**What you need to do**
Report every line of the items below that contains the string "size". Case counts.

**Available records**

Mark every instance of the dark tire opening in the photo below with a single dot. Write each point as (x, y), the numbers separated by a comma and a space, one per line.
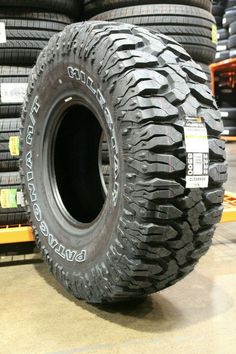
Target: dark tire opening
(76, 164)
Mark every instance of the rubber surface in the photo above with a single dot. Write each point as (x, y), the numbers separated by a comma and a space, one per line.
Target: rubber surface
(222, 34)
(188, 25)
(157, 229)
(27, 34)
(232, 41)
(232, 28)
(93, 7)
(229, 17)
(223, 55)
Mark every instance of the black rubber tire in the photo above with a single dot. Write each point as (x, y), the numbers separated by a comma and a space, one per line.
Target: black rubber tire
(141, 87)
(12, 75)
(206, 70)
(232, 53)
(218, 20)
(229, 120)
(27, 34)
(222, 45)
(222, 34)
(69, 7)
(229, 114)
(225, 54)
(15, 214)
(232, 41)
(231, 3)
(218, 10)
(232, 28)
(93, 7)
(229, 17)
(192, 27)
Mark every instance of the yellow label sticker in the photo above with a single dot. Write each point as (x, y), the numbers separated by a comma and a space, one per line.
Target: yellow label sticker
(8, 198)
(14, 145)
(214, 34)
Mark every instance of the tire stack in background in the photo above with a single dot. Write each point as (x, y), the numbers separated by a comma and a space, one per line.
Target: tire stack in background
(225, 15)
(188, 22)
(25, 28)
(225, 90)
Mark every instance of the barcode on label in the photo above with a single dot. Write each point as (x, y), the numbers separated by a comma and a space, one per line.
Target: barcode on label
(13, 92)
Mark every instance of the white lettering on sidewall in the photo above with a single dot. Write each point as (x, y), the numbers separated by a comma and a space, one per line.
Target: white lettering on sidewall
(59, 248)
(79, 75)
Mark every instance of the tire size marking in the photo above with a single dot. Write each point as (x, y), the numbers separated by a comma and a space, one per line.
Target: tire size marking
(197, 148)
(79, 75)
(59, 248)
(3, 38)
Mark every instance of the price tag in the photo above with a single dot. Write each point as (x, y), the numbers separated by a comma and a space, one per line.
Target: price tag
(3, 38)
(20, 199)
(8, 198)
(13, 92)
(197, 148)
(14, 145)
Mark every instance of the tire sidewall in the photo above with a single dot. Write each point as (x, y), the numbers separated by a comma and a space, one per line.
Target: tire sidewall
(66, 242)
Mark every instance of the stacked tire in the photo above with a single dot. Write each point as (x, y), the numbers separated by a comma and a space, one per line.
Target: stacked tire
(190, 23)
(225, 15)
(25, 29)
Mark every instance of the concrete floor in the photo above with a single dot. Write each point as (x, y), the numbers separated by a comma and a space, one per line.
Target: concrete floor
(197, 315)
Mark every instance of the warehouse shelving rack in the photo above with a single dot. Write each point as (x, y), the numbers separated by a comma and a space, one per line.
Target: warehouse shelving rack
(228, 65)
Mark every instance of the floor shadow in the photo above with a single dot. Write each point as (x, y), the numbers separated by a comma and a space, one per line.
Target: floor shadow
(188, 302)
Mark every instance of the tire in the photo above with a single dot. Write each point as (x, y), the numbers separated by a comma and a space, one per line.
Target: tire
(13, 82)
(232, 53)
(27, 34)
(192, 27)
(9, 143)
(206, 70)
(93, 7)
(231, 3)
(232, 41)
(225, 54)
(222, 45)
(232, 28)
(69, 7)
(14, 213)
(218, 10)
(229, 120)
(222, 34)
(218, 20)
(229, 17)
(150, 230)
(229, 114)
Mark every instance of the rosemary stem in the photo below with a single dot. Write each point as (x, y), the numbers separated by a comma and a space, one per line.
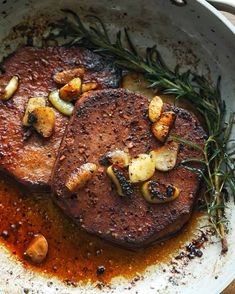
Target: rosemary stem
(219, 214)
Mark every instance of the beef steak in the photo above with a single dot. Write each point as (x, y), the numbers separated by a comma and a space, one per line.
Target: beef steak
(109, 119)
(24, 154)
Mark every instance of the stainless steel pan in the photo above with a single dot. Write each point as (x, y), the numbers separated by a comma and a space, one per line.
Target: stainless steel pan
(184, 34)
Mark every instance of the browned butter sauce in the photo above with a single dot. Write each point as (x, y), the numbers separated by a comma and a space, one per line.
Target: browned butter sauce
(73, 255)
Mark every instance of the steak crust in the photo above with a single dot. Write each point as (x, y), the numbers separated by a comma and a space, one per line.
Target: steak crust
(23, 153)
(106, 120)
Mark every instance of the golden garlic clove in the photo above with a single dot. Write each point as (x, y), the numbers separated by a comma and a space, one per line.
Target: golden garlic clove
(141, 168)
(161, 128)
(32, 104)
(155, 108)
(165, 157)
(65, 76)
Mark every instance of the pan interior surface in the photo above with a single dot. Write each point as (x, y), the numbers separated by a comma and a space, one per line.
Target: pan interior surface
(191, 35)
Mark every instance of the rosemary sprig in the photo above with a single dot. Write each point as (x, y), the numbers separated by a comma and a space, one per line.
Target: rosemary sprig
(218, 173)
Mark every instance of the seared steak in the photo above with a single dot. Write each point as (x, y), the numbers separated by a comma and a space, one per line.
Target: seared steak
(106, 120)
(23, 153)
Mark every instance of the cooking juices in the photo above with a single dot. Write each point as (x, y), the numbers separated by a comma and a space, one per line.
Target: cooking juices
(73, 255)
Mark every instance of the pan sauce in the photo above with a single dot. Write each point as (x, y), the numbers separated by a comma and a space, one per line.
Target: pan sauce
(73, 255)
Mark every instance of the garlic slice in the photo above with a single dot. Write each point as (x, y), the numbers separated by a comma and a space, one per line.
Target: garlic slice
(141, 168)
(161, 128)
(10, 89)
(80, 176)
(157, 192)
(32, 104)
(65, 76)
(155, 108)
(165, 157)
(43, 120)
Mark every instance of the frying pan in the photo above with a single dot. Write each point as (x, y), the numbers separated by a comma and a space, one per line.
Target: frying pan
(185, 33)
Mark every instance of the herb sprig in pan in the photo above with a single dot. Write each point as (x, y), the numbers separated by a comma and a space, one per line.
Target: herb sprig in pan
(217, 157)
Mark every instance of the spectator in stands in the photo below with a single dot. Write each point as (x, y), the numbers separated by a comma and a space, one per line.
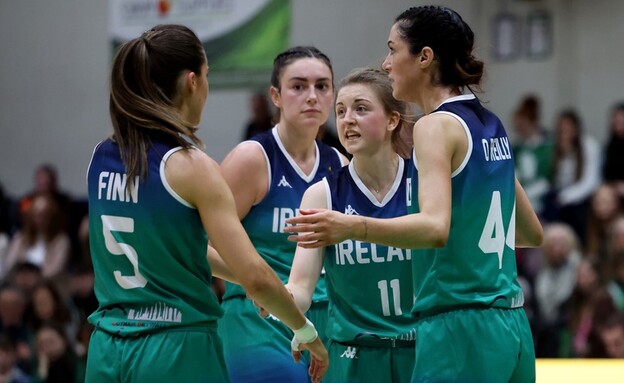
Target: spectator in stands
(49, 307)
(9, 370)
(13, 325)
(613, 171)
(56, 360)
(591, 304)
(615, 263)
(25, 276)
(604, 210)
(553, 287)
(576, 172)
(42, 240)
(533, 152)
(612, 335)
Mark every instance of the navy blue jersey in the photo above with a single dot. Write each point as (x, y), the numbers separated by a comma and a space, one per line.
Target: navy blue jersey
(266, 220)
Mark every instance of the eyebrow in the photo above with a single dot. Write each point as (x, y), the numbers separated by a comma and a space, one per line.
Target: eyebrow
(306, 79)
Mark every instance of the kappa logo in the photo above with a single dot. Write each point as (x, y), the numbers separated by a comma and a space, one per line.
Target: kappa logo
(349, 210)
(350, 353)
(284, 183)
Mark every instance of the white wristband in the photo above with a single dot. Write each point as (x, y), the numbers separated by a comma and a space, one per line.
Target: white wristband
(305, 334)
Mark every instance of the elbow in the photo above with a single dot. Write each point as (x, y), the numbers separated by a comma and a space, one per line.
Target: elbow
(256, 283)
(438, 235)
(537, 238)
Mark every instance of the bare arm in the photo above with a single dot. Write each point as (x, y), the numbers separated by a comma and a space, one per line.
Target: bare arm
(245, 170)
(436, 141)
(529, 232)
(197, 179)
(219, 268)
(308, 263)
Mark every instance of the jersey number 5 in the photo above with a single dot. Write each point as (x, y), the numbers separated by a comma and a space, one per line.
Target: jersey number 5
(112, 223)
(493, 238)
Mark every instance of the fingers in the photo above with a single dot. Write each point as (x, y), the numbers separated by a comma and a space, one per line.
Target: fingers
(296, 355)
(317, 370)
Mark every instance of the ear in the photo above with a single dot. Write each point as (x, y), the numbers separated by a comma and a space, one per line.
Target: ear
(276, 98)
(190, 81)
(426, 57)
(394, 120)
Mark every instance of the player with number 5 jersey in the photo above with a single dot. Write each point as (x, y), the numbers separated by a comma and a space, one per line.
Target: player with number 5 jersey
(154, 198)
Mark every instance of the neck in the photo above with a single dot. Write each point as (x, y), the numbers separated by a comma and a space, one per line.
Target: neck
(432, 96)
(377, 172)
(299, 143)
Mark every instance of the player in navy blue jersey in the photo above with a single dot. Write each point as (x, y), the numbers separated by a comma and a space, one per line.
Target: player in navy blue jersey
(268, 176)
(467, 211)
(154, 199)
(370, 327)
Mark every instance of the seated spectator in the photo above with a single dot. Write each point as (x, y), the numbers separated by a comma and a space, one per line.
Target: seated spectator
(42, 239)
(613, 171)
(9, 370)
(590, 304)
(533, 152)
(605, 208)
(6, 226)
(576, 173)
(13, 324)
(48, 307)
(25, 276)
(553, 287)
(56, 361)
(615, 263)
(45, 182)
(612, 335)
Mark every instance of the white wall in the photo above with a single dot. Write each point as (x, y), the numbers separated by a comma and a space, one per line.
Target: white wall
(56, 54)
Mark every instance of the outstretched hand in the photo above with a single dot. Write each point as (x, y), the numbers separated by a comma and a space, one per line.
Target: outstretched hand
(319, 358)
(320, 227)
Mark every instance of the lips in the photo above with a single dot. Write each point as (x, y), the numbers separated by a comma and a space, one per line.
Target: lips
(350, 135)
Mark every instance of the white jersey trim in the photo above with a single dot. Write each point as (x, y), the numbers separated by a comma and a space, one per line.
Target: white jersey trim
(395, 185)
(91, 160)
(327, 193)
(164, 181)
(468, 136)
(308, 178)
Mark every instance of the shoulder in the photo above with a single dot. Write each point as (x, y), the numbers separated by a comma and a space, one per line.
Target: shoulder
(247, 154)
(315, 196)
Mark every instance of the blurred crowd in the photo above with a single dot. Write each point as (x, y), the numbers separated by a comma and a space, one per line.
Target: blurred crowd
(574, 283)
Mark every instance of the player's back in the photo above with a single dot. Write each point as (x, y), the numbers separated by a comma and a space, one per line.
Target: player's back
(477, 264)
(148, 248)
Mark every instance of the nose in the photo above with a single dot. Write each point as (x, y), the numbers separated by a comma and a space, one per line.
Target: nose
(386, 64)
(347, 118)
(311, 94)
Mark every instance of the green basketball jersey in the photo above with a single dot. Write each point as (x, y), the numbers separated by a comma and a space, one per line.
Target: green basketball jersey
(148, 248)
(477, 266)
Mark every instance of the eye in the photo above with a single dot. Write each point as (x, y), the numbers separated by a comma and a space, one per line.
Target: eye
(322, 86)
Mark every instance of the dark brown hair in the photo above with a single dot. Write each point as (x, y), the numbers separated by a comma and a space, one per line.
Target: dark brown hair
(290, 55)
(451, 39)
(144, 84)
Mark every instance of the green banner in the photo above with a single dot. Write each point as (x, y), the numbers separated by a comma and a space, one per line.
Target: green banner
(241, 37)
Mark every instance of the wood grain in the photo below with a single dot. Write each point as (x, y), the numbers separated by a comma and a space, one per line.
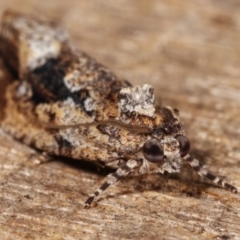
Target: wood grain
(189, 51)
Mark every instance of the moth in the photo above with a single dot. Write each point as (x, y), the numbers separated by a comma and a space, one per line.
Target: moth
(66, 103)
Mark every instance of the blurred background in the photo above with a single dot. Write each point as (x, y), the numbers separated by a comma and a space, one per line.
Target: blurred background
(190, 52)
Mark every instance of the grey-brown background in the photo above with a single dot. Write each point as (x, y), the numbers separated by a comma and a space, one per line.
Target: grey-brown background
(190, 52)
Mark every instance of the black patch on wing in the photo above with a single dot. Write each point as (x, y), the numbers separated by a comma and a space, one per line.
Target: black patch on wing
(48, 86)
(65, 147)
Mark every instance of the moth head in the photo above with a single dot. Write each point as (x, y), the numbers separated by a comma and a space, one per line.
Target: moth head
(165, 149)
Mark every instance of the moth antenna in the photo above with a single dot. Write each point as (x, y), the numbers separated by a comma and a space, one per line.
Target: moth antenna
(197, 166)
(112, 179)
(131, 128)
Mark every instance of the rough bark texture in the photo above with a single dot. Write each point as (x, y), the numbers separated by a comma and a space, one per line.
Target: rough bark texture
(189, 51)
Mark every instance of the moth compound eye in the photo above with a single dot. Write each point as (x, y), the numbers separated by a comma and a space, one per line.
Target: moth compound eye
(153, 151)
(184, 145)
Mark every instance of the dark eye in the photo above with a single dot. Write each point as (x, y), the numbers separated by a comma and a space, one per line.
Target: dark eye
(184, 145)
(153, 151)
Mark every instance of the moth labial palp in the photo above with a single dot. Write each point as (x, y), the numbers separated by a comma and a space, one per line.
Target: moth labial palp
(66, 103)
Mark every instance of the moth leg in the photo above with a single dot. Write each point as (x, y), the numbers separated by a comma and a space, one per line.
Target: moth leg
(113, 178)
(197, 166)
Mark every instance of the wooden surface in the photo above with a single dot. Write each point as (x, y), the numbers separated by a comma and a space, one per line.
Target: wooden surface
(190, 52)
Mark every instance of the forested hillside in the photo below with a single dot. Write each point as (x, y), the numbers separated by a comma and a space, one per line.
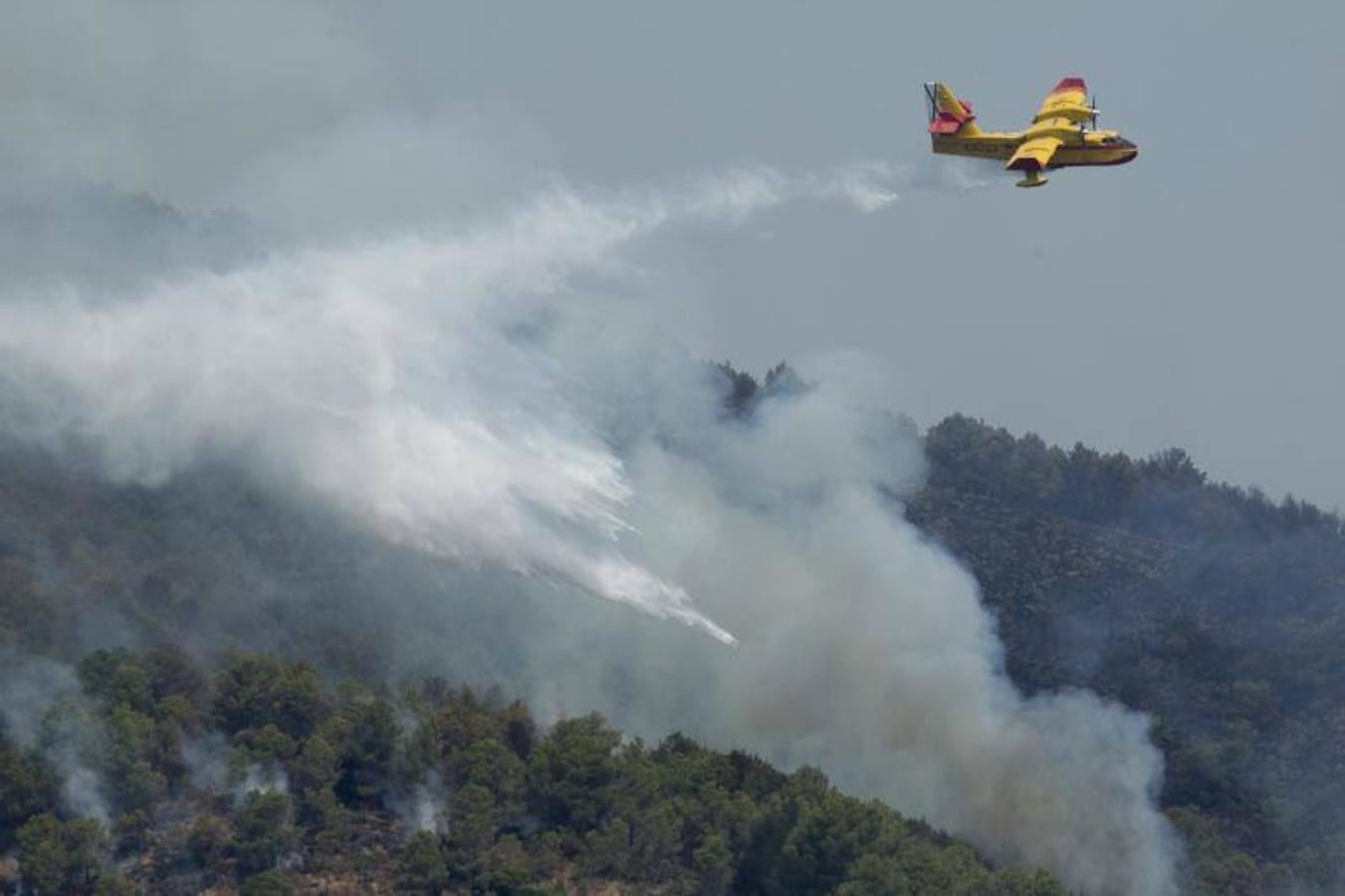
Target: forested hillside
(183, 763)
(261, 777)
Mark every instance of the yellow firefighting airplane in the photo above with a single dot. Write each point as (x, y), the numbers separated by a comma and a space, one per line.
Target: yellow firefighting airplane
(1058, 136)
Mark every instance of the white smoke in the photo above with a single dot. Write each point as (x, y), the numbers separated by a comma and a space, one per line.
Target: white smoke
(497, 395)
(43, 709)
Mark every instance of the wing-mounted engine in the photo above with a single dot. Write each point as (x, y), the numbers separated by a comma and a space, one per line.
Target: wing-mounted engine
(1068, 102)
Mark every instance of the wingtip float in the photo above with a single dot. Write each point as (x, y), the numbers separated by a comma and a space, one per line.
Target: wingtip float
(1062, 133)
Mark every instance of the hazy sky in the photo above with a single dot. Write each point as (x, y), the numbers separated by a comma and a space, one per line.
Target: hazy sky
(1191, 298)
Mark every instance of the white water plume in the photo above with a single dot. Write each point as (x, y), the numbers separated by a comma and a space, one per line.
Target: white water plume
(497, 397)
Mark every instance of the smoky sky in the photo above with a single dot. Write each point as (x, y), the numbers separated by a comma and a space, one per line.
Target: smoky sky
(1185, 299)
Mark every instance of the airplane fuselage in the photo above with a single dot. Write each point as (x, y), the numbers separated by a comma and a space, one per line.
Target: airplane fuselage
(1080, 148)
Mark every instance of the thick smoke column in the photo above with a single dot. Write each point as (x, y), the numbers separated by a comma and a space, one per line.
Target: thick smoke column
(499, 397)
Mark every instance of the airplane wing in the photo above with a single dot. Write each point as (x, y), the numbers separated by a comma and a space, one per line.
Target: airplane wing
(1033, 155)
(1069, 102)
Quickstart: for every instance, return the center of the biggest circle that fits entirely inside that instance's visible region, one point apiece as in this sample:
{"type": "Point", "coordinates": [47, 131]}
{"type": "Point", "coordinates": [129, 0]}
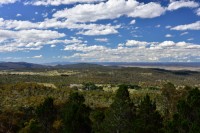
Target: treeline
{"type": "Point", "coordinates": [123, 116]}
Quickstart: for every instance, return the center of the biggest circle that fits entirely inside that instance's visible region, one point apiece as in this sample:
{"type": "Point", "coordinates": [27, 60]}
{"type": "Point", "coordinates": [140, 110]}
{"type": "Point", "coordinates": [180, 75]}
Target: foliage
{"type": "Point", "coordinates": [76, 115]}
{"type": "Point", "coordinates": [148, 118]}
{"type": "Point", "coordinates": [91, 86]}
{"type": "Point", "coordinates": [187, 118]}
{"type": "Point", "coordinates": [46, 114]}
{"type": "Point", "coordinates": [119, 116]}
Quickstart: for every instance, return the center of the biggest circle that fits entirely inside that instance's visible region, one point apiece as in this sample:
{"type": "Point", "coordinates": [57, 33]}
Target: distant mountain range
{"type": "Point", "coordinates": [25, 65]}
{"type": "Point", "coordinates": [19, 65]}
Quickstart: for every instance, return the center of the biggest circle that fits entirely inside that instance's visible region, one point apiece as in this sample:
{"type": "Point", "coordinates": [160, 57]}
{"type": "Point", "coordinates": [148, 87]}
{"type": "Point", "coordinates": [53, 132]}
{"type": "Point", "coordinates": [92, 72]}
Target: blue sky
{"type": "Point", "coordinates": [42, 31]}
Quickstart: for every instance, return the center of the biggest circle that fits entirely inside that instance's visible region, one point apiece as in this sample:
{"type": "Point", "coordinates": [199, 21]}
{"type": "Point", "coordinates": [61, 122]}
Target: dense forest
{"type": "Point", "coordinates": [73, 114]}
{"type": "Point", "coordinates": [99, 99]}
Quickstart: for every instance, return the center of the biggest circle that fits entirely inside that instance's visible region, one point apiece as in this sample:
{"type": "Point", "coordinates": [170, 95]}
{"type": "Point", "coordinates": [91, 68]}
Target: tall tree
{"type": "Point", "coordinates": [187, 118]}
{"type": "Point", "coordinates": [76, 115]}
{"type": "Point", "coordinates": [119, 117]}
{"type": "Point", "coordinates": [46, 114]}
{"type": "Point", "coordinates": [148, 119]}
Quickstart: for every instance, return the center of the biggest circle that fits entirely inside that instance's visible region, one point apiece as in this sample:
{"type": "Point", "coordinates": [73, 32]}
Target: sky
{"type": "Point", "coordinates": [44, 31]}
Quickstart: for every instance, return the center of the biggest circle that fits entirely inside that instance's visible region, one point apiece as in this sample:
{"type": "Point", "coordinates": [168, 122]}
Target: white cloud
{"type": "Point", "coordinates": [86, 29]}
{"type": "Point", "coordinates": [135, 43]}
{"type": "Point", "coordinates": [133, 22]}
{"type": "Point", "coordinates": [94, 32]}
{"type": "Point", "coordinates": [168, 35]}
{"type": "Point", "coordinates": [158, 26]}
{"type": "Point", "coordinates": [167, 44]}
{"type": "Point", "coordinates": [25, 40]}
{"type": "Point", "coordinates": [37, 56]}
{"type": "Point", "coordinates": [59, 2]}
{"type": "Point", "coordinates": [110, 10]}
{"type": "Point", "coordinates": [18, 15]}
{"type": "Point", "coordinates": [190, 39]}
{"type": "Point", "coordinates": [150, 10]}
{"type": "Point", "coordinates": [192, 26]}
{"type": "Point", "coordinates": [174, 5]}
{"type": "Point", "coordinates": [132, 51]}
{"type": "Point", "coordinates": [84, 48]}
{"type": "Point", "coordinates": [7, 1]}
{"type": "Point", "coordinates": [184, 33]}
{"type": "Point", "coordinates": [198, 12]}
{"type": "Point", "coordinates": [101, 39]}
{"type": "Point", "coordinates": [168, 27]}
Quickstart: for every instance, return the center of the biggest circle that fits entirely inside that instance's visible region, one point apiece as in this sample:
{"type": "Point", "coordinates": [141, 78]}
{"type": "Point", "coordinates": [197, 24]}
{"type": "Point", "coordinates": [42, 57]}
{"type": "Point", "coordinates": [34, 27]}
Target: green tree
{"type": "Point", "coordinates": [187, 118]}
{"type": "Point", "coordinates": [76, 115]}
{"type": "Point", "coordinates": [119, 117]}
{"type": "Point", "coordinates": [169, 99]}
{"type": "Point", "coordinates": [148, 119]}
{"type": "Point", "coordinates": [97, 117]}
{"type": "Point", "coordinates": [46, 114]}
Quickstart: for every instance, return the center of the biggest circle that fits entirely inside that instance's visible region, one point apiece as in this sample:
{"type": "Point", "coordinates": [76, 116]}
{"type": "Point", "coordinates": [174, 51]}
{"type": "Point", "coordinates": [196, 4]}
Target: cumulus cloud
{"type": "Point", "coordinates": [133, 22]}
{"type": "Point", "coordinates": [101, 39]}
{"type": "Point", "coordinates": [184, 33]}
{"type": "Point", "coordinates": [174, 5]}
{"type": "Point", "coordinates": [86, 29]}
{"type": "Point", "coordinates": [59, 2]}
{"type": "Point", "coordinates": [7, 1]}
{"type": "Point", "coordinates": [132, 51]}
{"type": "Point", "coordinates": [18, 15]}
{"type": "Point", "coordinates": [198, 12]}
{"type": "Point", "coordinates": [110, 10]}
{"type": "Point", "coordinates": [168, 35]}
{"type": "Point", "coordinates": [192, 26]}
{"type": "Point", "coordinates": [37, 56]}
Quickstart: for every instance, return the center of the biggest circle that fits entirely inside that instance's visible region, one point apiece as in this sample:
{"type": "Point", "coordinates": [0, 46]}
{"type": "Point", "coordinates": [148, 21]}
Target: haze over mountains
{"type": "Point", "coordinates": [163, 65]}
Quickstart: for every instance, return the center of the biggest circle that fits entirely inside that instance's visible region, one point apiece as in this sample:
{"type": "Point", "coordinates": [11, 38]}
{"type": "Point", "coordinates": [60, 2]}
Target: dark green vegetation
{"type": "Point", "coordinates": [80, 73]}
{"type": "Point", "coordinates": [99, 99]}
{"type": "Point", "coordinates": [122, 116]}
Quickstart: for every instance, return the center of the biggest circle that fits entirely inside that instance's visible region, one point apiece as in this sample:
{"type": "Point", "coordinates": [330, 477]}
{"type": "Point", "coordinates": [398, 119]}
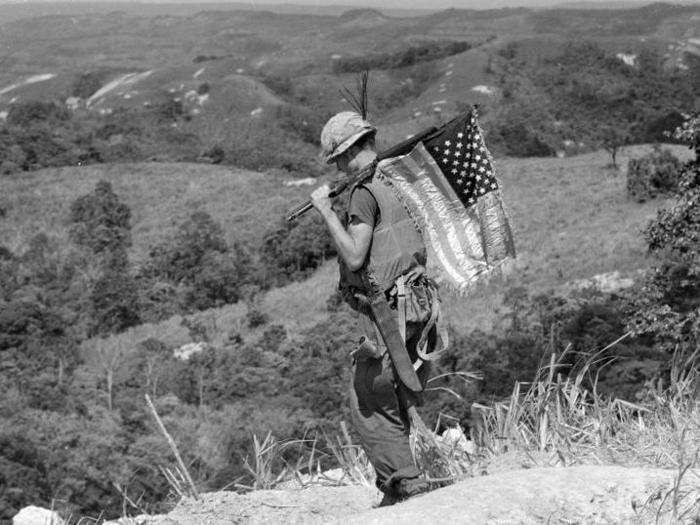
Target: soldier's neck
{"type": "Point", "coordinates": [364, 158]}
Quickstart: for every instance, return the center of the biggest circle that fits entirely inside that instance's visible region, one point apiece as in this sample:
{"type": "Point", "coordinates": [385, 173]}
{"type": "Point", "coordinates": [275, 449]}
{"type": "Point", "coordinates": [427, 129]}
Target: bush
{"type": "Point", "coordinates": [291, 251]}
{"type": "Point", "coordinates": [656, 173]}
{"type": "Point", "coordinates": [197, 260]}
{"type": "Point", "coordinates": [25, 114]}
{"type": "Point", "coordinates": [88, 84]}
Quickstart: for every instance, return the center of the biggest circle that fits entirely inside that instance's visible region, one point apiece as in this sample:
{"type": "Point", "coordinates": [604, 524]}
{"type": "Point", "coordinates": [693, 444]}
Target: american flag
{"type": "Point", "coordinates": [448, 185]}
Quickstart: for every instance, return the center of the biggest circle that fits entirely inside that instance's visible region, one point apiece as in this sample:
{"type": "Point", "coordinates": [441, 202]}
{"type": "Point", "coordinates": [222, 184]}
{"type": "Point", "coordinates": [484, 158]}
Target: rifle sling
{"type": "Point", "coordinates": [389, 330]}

**Written solution**
Mark every instance of the tire size marking in the photo above with a single dot. Write each point as (x, y), the numbers separated by a comma and a space, one per line.
Target: tire size marking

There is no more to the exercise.